__Work to complete__. Could you write out every entry exactly as it stands?
— START Records to use —
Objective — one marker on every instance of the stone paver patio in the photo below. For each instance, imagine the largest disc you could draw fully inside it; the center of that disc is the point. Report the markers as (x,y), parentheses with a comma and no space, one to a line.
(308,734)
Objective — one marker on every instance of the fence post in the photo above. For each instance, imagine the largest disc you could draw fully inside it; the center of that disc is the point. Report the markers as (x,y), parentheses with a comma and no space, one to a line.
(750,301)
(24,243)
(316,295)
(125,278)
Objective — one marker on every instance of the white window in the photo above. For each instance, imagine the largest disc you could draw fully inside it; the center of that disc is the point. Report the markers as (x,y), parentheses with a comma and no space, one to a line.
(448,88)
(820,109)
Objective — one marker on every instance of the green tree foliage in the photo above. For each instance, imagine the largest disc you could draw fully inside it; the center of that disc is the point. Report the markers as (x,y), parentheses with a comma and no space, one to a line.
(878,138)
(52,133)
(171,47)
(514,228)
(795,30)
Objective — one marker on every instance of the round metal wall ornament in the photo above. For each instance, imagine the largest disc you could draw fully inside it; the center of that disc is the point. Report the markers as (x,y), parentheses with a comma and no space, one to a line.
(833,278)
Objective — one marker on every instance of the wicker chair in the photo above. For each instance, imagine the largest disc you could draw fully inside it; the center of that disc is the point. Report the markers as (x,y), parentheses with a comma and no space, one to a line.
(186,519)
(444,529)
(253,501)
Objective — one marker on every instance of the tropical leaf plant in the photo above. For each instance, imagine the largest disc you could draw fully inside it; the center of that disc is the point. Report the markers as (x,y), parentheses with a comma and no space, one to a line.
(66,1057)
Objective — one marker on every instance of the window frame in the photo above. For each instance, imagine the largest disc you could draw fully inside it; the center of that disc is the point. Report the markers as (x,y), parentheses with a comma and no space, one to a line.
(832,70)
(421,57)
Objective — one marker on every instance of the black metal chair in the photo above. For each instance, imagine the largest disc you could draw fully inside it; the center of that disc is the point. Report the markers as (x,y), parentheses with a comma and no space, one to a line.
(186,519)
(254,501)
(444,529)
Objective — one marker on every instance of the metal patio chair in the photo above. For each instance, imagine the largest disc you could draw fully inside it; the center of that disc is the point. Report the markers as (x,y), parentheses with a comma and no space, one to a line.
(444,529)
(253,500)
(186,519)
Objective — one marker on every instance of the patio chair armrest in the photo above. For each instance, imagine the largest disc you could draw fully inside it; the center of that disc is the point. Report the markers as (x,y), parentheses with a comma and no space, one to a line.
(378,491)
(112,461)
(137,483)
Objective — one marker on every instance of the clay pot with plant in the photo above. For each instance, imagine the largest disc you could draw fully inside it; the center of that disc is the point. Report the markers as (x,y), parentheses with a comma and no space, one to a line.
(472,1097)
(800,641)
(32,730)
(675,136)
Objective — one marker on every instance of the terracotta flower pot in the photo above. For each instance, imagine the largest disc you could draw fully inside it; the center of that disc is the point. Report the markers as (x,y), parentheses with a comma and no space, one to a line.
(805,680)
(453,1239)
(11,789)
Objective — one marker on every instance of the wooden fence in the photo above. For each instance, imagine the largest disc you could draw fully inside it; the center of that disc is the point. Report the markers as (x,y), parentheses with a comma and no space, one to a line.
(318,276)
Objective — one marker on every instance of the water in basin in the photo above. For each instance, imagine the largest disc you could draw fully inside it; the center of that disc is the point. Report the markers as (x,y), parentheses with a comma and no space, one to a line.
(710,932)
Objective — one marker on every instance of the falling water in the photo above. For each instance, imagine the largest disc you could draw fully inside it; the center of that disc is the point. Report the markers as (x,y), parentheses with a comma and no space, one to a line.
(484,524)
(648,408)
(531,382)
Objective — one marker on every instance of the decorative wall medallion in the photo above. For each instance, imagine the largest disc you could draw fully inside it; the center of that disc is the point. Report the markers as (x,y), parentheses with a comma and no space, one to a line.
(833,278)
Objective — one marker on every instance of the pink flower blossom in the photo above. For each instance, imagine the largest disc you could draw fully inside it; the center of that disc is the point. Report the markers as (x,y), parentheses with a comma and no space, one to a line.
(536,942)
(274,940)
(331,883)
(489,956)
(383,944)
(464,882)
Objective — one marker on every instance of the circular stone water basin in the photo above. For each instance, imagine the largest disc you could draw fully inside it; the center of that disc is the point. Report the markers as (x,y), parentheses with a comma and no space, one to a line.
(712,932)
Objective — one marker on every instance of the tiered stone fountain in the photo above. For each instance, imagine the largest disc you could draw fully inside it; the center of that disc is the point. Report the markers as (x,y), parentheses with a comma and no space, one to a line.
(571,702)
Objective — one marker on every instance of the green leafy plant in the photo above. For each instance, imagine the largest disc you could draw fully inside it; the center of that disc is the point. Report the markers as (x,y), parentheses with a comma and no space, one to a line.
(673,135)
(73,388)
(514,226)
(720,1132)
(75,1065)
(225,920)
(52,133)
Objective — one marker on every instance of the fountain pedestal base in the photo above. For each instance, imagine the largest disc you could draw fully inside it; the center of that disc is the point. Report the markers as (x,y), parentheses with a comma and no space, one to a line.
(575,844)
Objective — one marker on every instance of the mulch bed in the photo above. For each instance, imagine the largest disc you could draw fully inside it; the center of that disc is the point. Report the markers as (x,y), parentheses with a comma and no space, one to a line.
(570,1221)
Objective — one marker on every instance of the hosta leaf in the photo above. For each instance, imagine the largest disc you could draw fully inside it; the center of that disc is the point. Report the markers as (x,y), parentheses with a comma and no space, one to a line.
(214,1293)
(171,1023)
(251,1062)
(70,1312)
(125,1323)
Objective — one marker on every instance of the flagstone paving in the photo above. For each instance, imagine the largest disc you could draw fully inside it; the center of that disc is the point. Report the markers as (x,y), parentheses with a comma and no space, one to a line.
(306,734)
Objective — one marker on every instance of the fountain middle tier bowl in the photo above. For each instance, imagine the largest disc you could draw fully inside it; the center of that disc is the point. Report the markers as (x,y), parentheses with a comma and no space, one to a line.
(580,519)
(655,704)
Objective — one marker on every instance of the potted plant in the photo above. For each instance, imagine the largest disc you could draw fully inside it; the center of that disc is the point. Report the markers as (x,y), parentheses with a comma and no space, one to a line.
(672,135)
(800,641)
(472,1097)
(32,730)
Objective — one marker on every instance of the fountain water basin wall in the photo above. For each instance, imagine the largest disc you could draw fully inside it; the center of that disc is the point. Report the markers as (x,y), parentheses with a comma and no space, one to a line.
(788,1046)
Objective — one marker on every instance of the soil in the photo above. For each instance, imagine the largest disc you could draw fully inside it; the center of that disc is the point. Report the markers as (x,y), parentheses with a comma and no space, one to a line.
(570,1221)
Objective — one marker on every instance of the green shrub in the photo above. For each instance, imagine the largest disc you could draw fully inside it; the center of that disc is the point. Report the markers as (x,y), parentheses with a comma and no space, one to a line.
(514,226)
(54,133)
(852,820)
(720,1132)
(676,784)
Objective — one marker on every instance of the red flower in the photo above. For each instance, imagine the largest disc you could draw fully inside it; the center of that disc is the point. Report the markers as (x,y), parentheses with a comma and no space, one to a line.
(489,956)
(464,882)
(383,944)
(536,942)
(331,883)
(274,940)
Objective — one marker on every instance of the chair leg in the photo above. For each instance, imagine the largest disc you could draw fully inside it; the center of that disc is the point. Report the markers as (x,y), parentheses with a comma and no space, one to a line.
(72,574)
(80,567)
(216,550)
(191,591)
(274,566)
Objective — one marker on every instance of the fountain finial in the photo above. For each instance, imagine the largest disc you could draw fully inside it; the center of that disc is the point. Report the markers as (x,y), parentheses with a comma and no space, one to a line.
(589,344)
— END Records to use —
__Answer to the problem__.
Objective — one marker on every instance of the stone paver patio in the photo below. For each instance, imagine the largest disc you could draw fully inside it; the center of that disc is the point. Report the markers as (x,y), parentheses with a comma and no space, one to a line.
(308,734)
Objective — one marker on every instance of the fence post in the photo above. For each instance, imagine the largest disc you could draw fully inside it; the center of that disc is the point. Report the markers as (x,y), parentheses with a comma and no space, one to a line.
(750,301)
(24,243)
(316,295)
(125,278)
Objective — one marker on every instance of the white window in the photo above. For each instance, imagine the largest disc you could draw fully inside it; the center of that disc is the point. Report the markers as (x,y), parentheses with a comma and no space, one to a line.
(448,88)
(820,109)
Objective — one marker on every instance of the green tree foliage in the photo above. For each instance, imagine the largest disc you could draw fully inside it; the center of that disc is the point. Report the markers as (x,y), parentheses with a comma and no space, one to a line.
(878,138)
(52,133)
(171,47)
(514,228)
(795,30)
Objective — one marker on every instance of the round metal wall ornament in the photo above. For each instance, imagine the largest disc you could draw fully inside it; the center of that disc is the point. Report the markers as (x,y), parentheses with a comma and no space, one to a line.
(833,278)
Objective — one marker on every instance of the wicker chair in the photo above. For each instance, imagine the largest disc you could draw fully inside it; the center of that disc is the point. Report the markers as (x,y), parentheses with a comma and no space, one to a line.
(186,519)
(444,529)
(253,501)
Objective — one marker on every instance of the tropical leaf plant in the photo above. For each instance, imagine the largest disc you could draw fully inside it; the center of that disc is the point. Report the markers as (x,y), parentheses with a comma and no space, one to a line.
(66,1057)
Objective — one marker on every instance of the window frame in the photo above. For each instance, imagine the largest disc you could draw fully inside it; the center of that disc is the point. Report the markers as (x,y), parentheses with a comma and no space, one to a line.
(832,70)
(421,57)
Objective — one marker on every instance of the black metal chair in the photo above. For each instance, imagine the largest disc you could draw fully inside it; the center of that disc is the point. Report the markers as (x,y), parentheses with a comma and no space, one to a line.
(186,519)
(254,501)
(444,529)
Objective — one marker on every instance of the metal patio chair in the photo above. For each instance, imagine the largest disc you could draw fully inside it; the center of that disc is the point. Report the markers as (x,y), parentheses with a comma and no space, one to a line.
(444,529)
(253,500)
(186,519)
Objective — one marker on every instance of the patio chair armrest in the photo above. For each instance, imagine the largest disc you could draw fully inside it; the center of that disc is the point. Report the markers as (x,y), parentheses with a comma and no space, one to a line.
(378,491)
(112,461)
(137,483)
Objective — one marker on every instance of the clay pot with plant in the photo above. For each instance, imagine the largest disc you could draw fully inside it; the center of that disc is the point. Report the markers as (x,y), parentheses with a comma and no space, one to a line.
(472,1097)
(800,641)
(32,730)
(675,136)
Objective — one marker on every instance of the terracotta flower pot in the photo above. For each instance, imagine the largest disc you could draw fully inside it; the center of that disc is the point. Report the markers as (x,y), parentheses with a comma and no space, one to a line.
(805,680)
(453,1239)
(11,789)
Objective — one marker on every instance of the wooden fence in the photo above. For each instance, imagine the largest disc you could draw fully inside it; the center of that disc is the point. Report the markers as (x,y), parentheses with a comma and no space, one to a line.
(318,276)
Objective — one marker on every instance of the water in basin in the photo above. For each instance, imagine the largest disc you could draw fully inside it; the center of that disc is the point. Report the markers as (x,y), parentheses with a comma and no space, one to a line.
(710,932)
Objective — one marker on every instance of the falling water in the photo above. For each instance, imagine the largest disc you could draw fully inside it; the center of that disc is the point. Report the markers as (x,y), parentheses with a comma and no space, one to a line.
(484,524)
(648,408)
(531,382)
Objective — one marker on every instance of the decorative wall medallion in the photo above. For each instance, imagine the largest disc you could draw fully inside it; the center of that disc is the point. Report the markers as (x,y), parentheses with a comma and no space, one to a line.
(833,278)
Objective — one marker on every instance of the pink flower blossom in the photo above. For each instance, imagine the largest disc you could draw fully inside it; the center of that disc is the point. Report the markers as (x,y), parentheses with a comma and no space, one to a line.
(536,942)
(274,940)
(331,883)
(489,956)
(383,944)
(464,882)
Objective — one marker on every instance of the circular stone water basin in the photo above. For each instance, imagine the largest disc you could draw fully inside it; the center of that disc is the point. Report the markers as (x,y), parentheses with a comma and no space, one to a line.
(712,932)
Objective — one marker on every instance of the tiered stone fountain in the photo above. For each instance, imagine the largest disc you could draw fully inside it; the center of that disc is the point. Report the markers as (x,y), parentheses with a comma and no space, one to a line.
(571,702)
Objective — one marker on every instance of the green leafy plant in the photo above. For each instance, imagine the largest disc you could draw fully inside it; the center of that disc is the point. Report the markers as (x,y), parentheses with a comma and no space, one to a line.
(673,135)
(73,388)
(514,226)
(720,1132)
(75,1065)
(225,920)
(52,133)
Objective — one marker on every instance of the fountain pedestal base in the photo above. For each instance, imagine the largest disc you could draw fully inside it; the center of that disc is the point. Report the markers as (x,y), parentheses with a comma and no space, one to a line.
(575,844)
Objective — one marker on every instance of the mulch bed in the photo above. For each instance, imagine the largest disc you could draw fully inside it; the center of that disc is the point. Report the markers as (x,y), parentheses with a comma and no space, one to a line.
(570,1221)
Objective — one marker on every instance of the hosta leaf in the photo above. For each instance, imagine the largest disc you could draw fully inside it; the center of that disc is the point. Report the markers as (x,y), parentheses with a comma and no space, one to a line.
(214,1293)
(171,1023)
(251,1062)
(70,1312)
(125,1323)
Objective — one marker on every instance of the flagstone paving in the photo above. For each instance, imagine the largest disc you could draw fully inside it; the center of that disc is the point. Report the markers as (x,y), parentheses with a comma and no space, one to a line.
(306,734)
Objective — one marker on every instance of the fountain middle tier bowl in the photo above. For each instance, imagine the largest disc you could draw fully inside it; the center of that disc is the point. Report the markers as (x,y), parentheses with a comma and no space, one to a line.
(580,519)
(655,704)
Objective — one marker on every instance of the potted plant in the photo above. For each instance, imagine the largest disc you could draw fully inside it; the center of that disc is the point. Report the markers as (x,y), parentheses with a comma and no space, one to a line.
(672,135)
(800,641)
(472,1097)
(32,730)
Objective — one marker on every instance of the fountain water basin wall in the photo above. For each instance, imagine the largest disc you could draw fully inside it; the center of that disc is the point. Report the markers as (x,y), parentheses with a comma and no space, one to a line.
(788,1046)
Objective — one marker on every instance of the soil in the photo above. For each instance, imagine the largest disc you could draw fully inside it; the center of that disc is the point. Report the markers as (x,y), parentheses with a comma and no space, one to a line.
(570,1221)
Objective — one marker on every instance of the green shrub in the photo above. For each instance, imagine the largest disc you could draw fully inside it; the center of that disc is the point. Report the markers as (x,y), parentheses with a comma and no space, one to a line.
(514,226)
(54,133)
(852,820)
(720,1132)
(676,784)
Objective — one marker on every instance of the red flower in the photo above. For each instance, imagine the largest disc you could draw fully inside it; the center of that disc is the point. Report the markers as (x,y), parentheses with a comma and no space, one to a line.
(489,956)
(464,882)
(383,944)
(536,942)
(331,883)
(274,940)
Objective — one marker on every instance of the chair leg in the photo above. For each instance, imagine the largest disc you could draw fully inside it; the center of that disc is the point. Report the markers as (x,y), parentheses with a comma and no space, one to a line.
(72,574)
(80,567)
(216,550)
(191,591)
(274,566)
Objective — one marker on every instance of the fountain finial in the photo above. For each instance, imagine the largest disc you could draw fully inside it; the center of that disc is the point. Report the markers as (x,y), parentheses with a comma and no space, one to a line.
(589,344)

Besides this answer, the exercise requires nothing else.